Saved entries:
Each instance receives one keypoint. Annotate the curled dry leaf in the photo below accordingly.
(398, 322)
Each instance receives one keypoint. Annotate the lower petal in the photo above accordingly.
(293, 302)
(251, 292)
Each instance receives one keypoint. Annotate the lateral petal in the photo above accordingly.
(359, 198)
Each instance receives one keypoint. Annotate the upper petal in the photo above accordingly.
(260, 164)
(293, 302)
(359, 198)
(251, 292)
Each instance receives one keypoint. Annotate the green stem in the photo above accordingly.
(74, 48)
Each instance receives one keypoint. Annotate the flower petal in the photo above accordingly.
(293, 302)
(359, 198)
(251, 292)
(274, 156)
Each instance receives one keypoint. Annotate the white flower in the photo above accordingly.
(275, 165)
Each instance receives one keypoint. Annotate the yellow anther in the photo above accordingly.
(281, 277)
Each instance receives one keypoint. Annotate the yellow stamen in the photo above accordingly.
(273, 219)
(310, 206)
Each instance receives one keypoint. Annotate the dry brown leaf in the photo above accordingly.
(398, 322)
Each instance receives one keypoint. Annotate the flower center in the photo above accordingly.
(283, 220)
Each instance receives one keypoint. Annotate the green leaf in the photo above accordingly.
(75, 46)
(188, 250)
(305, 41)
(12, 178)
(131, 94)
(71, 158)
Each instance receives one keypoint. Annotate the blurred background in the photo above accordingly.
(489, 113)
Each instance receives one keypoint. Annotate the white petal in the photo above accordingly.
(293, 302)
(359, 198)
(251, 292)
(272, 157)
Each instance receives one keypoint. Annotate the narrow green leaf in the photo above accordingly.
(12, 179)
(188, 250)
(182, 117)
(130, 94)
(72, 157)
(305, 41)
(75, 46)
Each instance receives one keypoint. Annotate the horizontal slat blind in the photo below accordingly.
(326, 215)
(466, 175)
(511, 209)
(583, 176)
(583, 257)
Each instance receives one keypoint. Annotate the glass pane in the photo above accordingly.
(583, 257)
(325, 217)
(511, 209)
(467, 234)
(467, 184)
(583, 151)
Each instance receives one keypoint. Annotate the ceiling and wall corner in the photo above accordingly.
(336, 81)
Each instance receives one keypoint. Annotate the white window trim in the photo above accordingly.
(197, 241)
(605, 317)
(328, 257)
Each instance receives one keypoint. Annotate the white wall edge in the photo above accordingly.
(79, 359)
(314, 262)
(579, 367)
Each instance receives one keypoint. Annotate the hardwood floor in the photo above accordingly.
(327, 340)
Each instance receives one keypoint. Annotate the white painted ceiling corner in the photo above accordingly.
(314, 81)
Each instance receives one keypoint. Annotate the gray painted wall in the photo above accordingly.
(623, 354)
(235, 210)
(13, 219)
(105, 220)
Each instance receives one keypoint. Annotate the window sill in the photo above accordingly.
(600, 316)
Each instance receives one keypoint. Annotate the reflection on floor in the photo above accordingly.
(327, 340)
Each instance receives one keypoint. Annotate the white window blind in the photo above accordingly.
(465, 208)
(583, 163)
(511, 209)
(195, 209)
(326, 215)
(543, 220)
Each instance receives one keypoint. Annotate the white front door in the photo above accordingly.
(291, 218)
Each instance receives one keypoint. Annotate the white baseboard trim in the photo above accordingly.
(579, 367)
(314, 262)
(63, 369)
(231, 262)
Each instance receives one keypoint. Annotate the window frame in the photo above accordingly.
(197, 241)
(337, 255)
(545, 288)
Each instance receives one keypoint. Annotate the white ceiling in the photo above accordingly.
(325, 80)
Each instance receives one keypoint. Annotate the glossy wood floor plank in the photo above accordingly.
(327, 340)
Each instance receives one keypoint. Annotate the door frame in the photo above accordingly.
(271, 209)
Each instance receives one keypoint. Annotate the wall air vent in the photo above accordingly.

• **What to do**: What you return must match the records exactly, down to the last line.

• **Output below**:
Each instance receives one keypoint. Annotate the curled dry leaf in the photo below accordingly.
(398, 322)
Each instance receives one keypoint. Annotate the lower petal in the photo above accordingly.
(293, 302)
(251, 292)
Each instance receives one keypoint. Annotate the lateral petal in the photo above accordingly.
(359, 198)
Each instance receives one keypoint. Annotate the upper petal in the photo above accordingly.
(260, 164)
(293, 302)
(359, 198)
(251, 292)
Each instance receives one keypoint. Annotate the green stem in the photo above accordingly.
(74, 48)
Each instance receives one keypoint. Annotate the flower petal in the photo above accordingly.
(293, 302)
(359, 198)
(251, 292)
(274, 156)
Each instance receives one keypoint. Annotate the white flower in the photo above accordingly.
(275, 165)
Each instance receives one keypoint. Annotate the yellow anther in the photo above accordingly.
(281, 277)
Each instance receives one keypoint. Annotate the yellow stamen in the photo above accordingly.
(273, 219)
(310, 206)
Each instance receives one keypoint. Annotate the dry brown leaf in the photo above accordingly.
(398, 322)
Each instance receives one keypoint. Annotate the flower center in the photo above accordingly.
(283, 220)
Each instance receives one keypoint. Annotate the green leaf in the photo above accordingly.
(75, 46)
(188, 250)
(305, 41)
(12, 178)
(131, 94)
(71, 158)
Each instance receives one keypoint. Annotate the blurred background in the photo above accordingly.
(489, 113)
Each instance receives one keypoint. Annotate the white petal in the photo above accordingly.
(293, 302)
(359, 198)
(251, 292)
(272, 157)
Each instance receives one keypoint. Annotate the narrow green leaf in the photo above accordingly.
(12, 179)
(188, 250)
(182, 117)
(130, 94)
(72, 157)
(305, 41)
(75, 46)
Each instance receives one keypoint. Annotate the horizontal slat blind in the photo below accordingly.
(326, 215)
(466, 175)
(511, 209)
(583, 176)
(583, 257)
Each instance receives one keypoint. Annotate the glass pane in the photo above accordingly.
(583, 257)
(325, 217)
(511, 209)
(467, 234)
(467, 184)
(583, 151)
Each instance receives one keypoint. Annotate the ceiling and wall corner in the photo above accordingly.
(336, 81)
Each instance receives one keypoint. Annotate the white window trim in the photo above accordingly.
(197, 241)
(605, 317)
(328, 257)
Each instance receives one keypoint. Annotate the white wall edge in the photo above accordingly.
(79, 359)
(314, 262)
(579, 367)
Each instance receives one keypoint. Annotate the hardwood floor in the photo above accordingly.
(327, 340)
Each instance receives one keypoint. Annotate the white painted ceiling corner in the photo above accordingly.
(314, 81)
Each instance receives one keypoint. Annotate the gray painted wall in the photo above accordingly.
(623, 354)
(235, 210)
(13, 219)
(105, 220)
Each instance receives one keypoint. Annotate the window sill in the photo above accordingly.
(600, 316)
Each instance receives one keypoint. Annotate the reflection on floor in the photo above accordingly.
(327, 340)
Each instance receives one keypoint. Annotate the white window blind in the photo above accordingly.
(465, 208)
(583, 163)
(511, 209)
(195, 209)
(326, 215)
(543, 220)
Each instance receives one keypoint. Annotate the white front door in the photo above accordingly.
(291, 218)
Each instance receives one keypoint. Annotate the white baseboard trim in the photo above accordingly.
(579, 367)
(314, 262)
(63, 369)
(231, 262)
Each instance receives one keypoint. Annotate the window frame in the photo above accordingly.
(197, 241)
(337, 255)
(545, 288)
Each instance receives one keypoint. Annotate the white ceiling in the photo above accordingly.
(325, 80)
Each instance receives one keypoint. Annotate the glossy wood floor plank in the photo above accordingly.
(327, 340)
Each instance receives one keypoint. Annotate the door frame in the photo above accordingly.
(271, 209)
Each instance receives one keypoint. Annotate the wall air vent in the photo above accordingly.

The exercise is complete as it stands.